Text segment:
%%

Inversion of Control is a principle used by frameworks as a way to allow developers to extend the framework or create applications using it. The basic idea is that the framework is aware of the programmer's objects and makes invocations on them.
This is the opposite of using an API, where the developer's code makes the invocations to the API code. Hence, frameworks invert the control: it is not the developer code that is in charge, instead the framework makes the calls based on some stimulus.
You have probably been in situations where you have developed under the light of this principle, even though you were not aware of it.
An Inversion of Control Container uses the principle stated above to (in a nutshell) manage classes. That is, their creation, destruction, lifetime, configuration, and dependencies. This way classes do not need to obtain and configure the classes they depend on. This dramatically reduces coupling in a system and, as a consequence, simplifies reuse and testability.

%%

Excerpted data:
%%

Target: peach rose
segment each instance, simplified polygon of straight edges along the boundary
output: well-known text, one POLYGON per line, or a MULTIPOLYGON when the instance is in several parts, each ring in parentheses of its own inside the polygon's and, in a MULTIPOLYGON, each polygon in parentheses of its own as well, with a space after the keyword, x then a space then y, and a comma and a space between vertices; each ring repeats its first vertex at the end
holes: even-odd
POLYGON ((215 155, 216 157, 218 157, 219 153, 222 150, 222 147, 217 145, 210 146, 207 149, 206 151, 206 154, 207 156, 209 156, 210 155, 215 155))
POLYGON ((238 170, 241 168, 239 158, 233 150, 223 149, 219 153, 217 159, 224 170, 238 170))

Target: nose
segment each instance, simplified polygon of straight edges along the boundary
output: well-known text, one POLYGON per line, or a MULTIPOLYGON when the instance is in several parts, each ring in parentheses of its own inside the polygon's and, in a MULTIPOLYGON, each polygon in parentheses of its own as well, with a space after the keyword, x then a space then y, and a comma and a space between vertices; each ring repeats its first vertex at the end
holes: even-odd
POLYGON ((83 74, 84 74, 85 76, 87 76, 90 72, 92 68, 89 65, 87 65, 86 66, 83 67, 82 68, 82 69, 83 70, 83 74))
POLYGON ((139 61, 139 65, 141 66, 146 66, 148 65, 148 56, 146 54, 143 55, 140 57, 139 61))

%%

Written task 1:
Answer these questions using the Inversion of Control passage:
(a) According to the passage, what does the framework do with the programmer's objects?
(b) When a developer uses an API, whose code makes the invocations?
(c) Which aspects of classes does an Inversion of Control Container manage?
Written task 2: Summarize the Inversion of Control passage in two sentences.
Written task 3: Write what comes next in the Inversion of Control passage, picking up after its final sentence.
The data come from a separate source.

Task output 1:
(a) The framework is aware of the programmer's objects and makes invocations on them.
(b) The developer's code makes the invocations to the API code.
(c) It manages their creation, destruction, lifetime, configuration, and dependencies.

Task output 2: Inversion of Control is a principle in which a framework, rather than the developer's code, makes calls on the programmer's objects, reversing the usual relationship with an API. An Inversion of Control Container applies this principle to manage classes and their dependencies, which greatly reduces coupling and simplifies reuse and testability.

Task output 3:
There is some confusion created by people that think that 'Inversion of Control' is a synonym for 'Inversion of Control Container'. As stated, Inversion of control is a broader principle.
Often people think that it is all about "injection", and broadcast that this is the primary purpose of IoC containers. In fact, "injection" is a consequence, a means to decouple, not the primary purpose.
- Stefano Mazzocchi on the history of the Inversion of Control concept (22 Jan 2004)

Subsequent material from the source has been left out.